_SET TASK_. Update the entries below so that each "outline" reads "contour", with nothing else changed.
BEGIN
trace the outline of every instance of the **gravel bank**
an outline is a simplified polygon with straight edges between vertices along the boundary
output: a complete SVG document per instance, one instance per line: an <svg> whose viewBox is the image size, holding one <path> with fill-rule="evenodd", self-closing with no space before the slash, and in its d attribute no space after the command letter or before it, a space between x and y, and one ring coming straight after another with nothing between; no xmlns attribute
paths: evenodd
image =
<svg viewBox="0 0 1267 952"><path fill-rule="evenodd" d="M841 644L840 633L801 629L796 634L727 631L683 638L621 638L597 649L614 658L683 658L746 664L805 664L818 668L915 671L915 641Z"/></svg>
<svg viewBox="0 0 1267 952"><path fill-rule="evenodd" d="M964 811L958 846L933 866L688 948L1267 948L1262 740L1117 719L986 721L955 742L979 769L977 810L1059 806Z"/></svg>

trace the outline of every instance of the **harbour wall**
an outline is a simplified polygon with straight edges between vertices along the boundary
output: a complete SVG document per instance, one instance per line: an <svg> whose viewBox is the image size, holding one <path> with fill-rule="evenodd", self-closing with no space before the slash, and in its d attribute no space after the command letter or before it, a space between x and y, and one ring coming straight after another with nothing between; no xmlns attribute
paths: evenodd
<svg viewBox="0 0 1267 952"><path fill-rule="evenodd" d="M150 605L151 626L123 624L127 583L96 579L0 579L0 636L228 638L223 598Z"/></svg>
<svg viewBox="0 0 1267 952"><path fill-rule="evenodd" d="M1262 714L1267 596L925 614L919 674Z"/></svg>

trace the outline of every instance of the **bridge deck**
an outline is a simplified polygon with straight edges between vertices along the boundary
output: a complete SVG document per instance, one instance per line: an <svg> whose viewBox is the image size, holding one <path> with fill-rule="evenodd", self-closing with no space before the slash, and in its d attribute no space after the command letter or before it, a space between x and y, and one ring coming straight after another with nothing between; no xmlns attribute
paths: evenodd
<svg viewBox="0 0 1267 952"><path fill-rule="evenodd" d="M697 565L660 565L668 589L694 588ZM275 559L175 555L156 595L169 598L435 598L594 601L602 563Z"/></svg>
END
_ANSWER IN FULL_.
trace the contour of every instance of the **gravel bank**
an contour is a simplified polygon with straight edges between vertices along the boundary
output: a complete SVG document per instance, one instance per line: an <svg> whose viewBox is the image size, holding one <path> with fill-rule="evenodd", self-closing with no space before the slash, and in its d attribute no space after the command letter or before it, a space between x and y, and one ring coming straight after another with nothing between; no xmlns attribute
paths: evenodd
image =
<svg viewBox="0 0 1267 952"><path fill-rule="evenodd" d="M841 644L840 633L801 629L796 634L727 631L683 638L621 638L597 649L614 658L683 658L746 664L805 664L818 668L915 671L915 641Z"/></svg>
<svg viewBox="0 0 1267 952"><path fill-rule="evenodd" d="M964 811L958 846L933 866L688 948L1267 948L1262 740L1117 719L986 721L955 742L979 769L977 810L1059 806Z"/></svg>

trace the contour of every instance of the **harbour wall**
an contour is a simplified polygon with straight edges between vertices along the boundary
output: a complete SVG document per instance, one instance per line: an <svg> whose viewBox is the image size, holding one <path> with fill-rule="evenodd", self-closing with no space before the slash, and in its d attribute no space after the command letter or before it, a space between x and y, and one ring coming straight after another with nothing between; no xmlns attribute
paths: evenodd
<svg viewBox="0 0 1267 952"><path fill-rule="evenodd" d="M150 605L151 626L123 624L127 583L96 579L0 579L0 636L228 638L223 598Z"/></svg>
<svg viewBox="0 0 1267 952"><path fill-rule="evenodd" d="M1262 714L1267 596L925 614L919 674Z"/></svg>

trace the contour of every instance of the **bridge deck**
an contour is a simplified polygon with straight edges between vertices along the boundary
output: a complete SVG document per instance, one instance per line: an <svg> whose viewBox is the image size, holding one <path> with fill-rule="evenodd", self-closing with no space before the slash, and in its d attribute no space after the command letter or before it, a space between x and y, and one ring coming straight after another with nothing between; no xmlns attribute
paths: evenodd
<svg viewBox="0 0 1267 952"><path fill-rule="evenodd" d="M697 565L660 565L668 589L694 588ZM275 559L175 555L156 595L169 598L435 598L594 601L602 563Z"/></svg>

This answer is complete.